### The input
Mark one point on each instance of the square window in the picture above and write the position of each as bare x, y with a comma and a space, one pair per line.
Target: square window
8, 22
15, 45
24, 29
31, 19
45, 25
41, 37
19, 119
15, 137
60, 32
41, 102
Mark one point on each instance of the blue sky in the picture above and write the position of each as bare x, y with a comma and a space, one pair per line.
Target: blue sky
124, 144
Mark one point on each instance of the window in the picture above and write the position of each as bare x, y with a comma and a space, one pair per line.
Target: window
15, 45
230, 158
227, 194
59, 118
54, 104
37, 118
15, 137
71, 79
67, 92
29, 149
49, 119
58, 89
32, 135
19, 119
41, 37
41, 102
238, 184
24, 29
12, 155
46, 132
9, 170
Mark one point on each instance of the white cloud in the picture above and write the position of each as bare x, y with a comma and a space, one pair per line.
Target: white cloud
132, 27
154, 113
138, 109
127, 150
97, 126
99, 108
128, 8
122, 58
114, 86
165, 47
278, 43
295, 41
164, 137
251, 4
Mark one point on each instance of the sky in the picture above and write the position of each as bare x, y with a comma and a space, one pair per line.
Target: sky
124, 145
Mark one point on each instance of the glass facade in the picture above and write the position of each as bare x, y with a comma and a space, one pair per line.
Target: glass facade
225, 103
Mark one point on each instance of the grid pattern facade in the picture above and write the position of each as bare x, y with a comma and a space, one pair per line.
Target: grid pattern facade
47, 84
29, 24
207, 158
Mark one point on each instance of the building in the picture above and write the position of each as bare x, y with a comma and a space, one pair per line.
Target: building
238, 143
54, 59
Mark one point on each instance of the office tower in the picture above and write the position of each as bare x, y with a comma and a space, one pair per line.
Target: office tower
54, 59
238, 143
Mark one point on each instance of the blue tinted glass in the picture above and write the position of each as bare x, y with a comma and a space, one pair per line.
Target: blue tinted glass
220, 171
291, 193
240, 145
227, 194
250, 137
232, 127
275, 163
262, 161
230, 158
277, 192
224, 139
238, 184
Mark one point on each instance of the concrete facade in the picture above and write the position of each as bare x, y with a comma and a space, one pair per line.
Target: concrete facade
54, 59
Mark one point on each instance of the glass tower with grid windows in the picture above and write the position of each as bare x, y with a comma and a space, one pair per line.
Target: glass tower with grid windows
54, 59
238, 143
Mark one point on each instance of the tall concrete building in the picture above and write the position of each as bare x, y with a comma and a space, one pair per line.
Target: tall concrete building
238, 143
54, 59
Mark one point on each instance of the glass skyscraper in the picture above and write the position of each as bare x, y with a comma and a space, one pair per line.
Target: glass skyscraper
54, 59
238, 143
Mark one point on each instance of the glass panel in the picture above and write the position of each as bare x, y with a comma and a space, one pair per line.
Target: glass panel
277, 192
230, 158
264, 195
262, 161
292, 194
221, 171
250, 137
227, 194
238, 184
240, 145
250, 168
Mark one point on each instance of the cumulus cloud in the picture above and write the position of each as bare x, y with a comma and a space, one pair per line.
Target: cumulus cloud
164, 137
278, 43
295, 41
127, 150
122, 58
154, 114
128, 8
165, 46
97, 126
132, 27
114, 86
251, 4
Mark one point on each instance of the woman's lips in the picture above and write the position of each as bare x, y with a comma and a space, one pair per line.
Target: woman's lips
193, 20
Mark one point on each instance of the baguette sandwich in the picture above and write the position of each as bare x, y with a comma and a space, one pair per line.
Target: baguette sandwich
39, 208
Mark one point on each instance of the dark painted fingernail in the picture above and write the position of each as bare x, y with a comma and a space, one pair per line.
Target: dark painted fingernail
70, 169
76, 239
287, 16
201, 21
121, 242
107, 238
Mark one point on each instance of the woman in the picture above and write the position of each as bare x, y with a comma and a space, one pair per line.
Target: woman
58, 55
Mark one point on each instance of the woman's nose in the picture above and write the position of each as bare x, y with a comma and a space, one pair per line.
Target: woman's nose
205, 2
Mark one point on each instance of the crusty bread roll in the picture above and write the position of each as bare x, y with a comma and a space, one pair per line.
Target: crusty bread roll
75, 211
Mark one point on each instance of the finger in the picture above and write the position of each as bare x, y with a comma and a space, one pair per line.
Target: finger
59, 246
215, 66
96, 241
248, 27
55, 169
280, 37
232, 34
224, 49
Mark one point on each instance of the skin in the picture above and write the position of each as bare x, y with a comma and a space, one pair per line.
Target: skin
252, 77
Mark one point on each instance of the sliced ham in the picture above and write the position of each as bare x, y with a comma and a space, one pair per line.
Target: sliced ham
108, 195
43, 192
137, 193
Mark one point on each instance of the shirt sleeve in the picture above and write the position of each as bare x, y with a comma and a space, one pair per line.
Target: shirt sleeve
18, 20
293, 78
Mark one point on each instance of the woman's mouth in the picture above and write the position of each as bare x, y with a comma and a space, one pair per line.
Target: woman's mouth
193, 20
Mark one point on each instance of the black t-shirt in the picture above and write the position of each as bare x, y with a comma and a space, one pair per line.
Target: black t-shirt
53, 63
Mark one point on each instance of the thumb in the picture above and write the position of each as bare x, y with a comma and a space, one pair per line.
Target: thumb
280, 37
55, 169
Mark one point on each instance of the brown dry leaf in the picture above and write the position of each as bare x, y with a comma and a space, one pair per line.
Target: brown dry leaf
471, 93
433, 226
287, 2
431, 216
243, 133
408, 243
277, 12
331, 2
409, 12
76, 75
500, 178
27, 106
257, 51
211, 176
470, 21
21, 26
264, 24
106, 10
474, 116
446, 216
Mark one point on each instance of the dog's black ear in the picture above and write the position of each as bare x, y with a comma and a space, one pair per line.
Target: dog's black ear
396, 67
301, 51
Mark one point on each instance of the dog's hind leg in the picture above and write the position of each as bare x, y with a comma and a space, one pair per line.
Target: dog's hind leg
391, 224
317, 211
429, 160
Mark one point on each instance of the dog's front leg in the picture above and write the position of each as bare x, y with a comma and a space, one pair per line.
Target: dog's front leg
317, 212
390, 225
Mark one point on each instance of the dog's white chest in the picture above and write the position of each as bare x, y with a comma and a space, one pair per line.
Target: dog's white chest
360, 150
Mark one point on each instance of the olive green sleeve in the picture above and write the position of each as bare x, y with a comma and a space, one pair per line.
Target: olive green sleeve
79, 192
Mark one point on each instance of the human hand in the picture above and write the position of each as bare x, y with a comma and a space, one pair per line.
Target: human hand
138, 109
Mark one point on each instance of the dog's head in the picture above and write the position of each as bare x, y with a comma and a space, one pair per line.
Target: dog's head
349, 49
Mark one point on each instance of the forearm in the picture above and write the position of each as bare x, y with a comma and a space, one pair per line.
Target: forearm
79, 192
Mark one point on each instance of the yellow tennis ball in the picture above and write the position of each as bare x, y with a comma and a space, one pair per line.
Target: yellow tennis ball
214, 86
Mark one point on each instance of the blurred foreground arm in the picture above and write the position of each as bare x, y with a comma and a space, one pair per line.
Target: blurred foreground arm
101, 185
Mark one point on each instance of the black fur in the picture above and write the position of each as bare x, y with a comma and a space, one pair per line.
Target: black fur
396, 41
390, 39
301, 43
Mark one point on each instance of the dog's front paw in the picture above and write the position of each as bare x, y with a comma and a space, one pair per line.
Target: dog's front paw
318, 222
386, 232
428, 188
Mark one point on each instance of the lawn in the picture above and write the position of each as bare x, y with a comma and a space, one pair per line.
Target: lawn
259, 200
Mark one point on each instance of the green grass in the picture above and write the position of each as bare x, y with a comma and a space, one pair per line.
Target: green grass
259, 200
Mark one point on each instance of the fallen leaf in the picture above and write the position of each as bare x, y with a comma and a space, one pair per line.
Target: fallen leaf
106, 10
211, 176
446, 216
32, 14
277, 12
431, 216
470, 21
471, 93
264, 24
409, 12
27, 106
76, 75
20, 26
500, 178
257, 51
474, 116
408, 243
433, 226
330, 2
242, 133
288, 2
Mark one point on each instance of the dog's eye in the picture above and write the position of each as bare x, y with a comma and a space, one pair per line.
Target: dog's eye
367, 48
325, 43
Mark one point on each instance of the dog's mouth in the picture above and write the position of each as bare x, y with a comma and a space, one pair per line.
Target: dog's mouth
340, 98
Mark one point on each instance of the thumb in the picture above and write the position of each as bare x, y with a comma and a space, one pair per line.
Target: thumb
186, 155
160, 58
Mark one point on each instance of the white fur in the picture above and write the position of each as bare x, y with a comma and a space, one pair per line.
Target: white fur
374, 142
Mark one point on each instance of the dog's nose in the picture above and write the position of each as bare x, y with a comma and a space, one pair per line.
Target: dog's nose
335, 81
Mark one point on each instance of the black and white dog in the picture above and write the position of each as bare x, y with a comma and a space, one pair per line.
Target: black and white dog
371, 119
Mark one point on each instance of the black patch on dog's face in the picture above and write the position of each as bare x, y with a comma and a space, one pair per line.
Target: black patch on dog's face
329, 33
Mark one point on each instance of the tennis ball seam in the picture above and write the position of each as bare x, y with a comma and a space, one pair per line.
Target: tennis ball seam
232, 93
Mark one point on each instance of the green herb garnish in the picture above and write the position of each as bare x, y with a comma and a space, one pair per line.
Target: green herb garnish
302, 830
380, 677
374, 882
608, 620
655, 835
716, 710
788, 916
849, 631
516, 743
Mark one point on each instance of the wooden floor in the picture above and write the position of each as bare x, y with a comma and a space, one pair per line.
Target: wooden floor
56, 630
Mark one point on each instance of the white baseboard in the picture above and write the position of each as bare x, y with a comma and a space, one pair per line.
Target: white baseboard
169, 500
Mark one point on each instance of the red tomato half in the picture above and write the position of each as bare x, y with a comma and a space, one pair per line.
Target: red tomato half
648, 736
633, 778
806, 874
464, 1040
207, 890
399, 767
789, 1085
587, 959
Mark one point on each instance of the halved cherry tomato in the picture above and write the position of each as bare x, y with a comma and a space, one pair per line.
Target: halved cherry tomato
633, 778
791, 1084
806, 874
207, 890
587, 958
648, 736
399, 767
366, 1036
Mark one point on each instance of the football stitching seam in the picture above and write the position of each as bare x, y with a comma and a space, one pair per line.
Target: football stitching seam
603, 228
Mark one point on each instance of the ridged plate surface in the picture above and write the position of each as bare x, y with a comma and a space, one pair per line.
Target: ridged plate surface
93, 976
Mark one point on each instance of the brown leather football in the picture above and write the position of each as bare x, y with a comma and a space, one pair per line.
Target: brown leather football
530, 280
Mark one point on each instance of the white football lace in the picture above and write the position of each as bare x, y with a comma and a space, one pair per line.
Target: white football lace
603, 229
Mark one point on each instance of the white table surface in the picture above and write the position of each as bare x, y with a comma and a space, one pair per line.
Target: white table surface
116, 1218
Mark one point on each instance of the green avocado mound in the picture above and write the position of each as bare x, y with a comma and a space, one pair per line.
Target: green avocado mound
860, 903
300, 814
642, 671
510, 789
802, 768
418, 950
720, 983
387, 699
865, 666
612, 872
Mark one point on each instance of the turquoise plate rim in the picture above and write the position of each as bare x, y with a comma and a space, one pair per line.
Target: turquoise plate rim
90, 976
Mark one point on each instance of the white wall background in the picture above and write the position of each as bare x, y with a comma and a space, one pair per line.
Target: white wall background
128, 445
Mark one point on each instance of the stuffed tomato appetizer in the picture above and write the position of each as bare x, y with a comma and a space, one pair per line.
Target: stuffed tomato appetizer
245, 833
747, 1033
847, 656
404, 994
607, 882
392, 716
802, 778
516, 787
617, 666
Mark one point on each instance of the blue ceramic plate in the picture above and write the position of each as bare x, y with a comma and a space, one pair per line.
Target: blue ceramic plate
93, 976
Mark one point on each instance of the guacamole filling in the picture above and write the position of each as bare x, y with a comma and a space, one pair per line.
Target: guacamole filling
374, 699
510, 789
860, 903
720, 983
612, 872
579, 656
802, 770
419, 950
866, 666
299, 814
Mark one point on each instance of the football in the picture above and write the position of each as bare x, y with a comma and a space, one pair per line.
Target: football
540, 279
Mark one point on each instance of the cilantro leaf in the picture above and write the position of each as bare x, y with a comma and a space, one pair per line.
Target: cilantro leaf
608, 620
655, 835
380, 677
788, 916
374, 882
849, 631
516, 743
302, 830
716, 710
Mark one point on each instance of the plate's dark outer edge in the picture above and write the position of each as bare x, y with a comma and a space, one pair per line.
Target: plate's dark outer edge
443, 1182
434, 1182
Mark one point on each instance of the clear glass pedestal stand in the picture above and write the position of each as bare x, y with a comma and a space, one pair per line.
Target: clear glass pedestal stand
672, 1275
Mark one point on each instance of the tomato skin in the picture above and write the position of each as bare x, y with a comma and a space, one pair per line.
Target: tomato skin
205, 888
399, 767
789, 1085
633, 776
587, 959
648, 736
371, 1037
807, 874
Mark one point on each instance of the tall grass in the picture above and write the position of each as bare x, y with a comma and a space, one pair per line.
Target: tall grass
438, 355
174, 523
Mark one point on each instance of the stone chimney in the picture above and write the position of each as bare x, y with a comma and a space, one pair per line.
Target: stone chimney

### Exercise details
What lines in the data hold the word "chimney"? Return them.

### Response box
Mark one point on each instance of the stone chimney in the picture above and write the position of each as bare x, y with a comma and a space, one pair per line.
Target: stone chimney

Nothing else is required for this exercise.